**Your objective**. Can you rewrite the material below as a numbered list with the blank lines left out?

**Material provided**.

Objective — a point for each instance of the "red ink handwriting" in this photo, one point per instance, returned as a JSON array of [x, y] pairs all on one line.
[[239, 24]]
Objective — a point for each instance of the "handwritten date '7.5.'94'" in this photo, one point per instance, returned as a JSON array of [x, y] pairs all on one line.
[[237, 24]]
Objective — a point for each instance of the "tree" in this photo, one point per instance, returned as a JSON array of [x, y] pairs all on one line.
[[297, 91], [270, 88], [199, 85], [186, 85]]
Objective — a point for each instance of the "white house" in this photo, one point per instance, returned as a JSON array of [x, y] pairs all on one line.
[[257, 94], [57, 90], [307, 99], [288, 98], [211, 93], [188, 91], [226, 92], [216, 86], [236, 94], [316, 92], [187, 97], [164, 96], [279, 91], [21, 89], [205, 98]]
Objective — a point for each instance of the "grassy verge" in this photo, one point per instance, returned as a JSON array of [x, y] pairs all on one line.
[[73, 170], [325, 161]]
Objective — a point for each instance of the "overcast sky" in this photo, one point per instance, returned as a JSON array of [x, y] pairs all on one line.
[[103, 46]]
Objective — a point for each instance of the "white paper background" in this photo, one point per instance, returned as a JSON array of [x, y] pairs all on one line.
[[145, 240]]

**Exercise response**.
1. Objective — a point for each instance of the "red ink handwriting" in this photo, one point per instance, returned as a JSON array of [x, y] pairs all on one line.
2. [[239, 24]]
3. Objective — a point for each instance of the "handwritten date '7.5.'94'" in this photo, one point per instance, returned as a JSON array of [x, y] pairs all on one line.
4. [[237, 24]]
5. Objective — a point for each instance of the "tree" in this photo, one point per instance, returned as a JSON array of [x, y] pairs all on one line.
6. [[297, 91], [270, 88], [199, 85], [186, 85]]
7. Objective — a point for each instance of the "white house" in this photo, one point per instance, returned as a JSON array of [x, y] pairs all on one line.
8. [[257, 94], [57, 90], [307, 99], [288, 98], [211, 93], [188, 91], [226, 92], [216, 86], [236, 94], [316, 92], [187, 97], [164, 96], [279, 91], [21, 89], [205, 98]]
9. Objective — a point for each instance of the "grassy verge" in this photo, one point per instance, returned as a JSON array of [x, y] pairs all on one line.
10. [[73, 170], [325, 161]]
11. Objective — a point for each instance of the "overcast sky" in this photo, one point per instance, returned as a JSON array of [x, y] pairs all on one line.
12. [[103, 46]]
13. Objective — a point for each instance of the "white paper background" in this photo, one point per instance, returned as a JSON array of [x, y] pairs all on one line.
14. [[145, 240]]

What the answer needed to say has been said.